▶ _Exercise prompt_: Only lines containing the word "machine" belong in the answer; copy each one from the records.

(Stored dataset items)
────
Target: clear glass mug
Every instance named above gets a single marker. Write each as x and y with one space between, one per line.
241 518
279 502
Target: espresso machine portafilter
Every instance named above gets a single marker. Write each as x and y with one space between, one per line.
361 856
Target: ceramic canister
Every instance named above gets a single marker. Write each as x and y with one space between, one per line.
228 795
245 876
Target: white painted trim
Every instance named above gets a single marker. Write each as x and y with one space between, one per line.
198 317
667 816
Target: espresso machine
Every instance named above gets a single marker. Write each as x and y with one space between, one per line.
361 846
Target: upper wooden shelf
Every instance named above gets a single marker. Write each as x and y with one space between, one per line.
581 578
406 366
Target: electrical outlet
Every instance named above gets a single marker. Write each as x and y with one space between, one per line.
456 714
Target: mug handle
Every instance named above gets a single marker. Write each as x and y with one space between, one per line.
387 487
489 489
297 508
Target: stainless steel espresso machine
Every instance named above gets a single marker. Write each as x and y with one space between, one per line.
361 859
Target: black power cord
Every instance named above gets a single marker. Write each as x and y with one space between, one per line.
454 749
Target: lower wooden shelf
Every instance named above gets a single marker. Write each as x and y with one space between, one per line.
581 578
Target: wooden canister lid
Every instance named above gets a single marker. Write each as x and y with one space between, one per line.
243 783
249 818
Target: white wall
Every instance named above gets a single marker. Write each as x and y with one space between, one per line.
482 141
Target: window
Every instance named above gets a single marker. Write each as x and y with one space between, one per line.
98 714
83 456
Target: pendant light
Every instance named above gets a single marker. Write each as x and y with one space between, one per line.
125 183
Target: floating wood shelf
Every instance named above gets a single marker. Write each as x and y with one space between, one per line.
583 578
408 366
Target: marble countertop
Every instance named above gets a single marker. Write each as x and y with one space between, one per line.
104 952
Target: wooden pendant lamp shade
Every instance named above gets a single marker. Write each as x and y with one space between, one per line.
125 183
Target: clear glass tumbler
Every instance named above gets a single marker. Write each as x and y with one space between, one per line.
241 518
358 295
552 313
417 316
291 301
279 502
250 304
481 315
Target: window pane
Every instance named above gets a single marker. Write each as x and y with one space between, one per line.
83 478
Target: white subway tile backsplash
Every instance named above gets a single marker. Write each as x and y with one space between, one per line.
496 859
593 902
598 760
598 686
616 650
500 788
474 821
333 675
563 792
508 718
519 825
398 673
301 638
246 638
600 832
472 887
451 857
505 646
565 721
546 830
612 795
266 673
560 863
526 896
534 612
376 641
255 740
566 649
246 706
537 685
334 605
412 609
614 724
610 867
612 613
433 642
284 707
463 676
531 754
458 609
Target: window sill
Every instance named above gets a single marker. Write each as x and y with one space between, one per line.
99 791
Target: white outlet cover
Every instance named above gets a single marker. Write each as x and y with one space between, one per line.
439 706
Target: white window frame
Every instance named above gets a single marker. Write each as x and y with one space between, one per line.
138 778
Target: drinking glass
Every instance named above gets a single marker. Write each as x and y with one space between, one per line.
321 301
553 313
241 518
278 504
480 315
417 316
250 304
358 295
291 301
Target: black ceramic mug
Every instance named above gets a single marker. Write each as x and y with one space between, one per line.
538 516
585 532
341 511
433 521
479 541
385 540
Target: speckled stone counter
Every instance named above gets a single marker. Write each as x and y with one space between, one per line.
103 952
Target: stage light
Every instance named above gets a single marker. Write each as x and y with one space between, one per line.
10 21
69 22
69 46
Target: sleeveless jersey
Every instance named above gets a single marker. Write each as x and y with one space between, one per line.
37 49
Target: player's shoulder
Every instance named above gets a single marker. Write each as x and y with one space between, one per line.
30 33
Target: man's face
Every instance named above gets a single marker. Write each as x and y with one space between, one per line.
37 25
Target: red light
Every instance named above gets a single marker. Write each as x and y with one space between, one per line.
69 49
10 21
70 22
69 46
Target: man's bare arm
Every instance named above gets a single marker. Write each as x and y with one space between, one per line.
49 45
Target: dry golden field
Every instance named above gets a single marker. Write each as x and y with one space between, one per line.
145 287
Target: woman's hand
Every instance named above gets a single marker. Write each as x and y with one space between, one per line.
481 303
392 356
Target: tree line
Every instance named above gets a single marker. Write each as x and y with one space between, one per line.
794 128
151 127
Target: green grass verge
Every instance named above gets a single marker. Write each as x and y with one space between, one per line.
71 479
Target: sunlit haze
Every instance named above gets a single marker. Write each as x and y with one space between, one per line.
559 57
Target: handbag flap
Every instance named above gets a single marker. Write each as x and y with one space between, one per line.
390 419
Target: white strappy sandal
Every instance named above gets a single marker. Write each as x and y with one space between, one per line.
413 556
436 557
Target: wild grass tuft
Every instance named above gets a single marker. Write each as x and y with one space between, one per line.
────
▶ _Final answer_:
Target: espresso machine portafilter
Target: espresso machine
Target: stainless steel espresso machine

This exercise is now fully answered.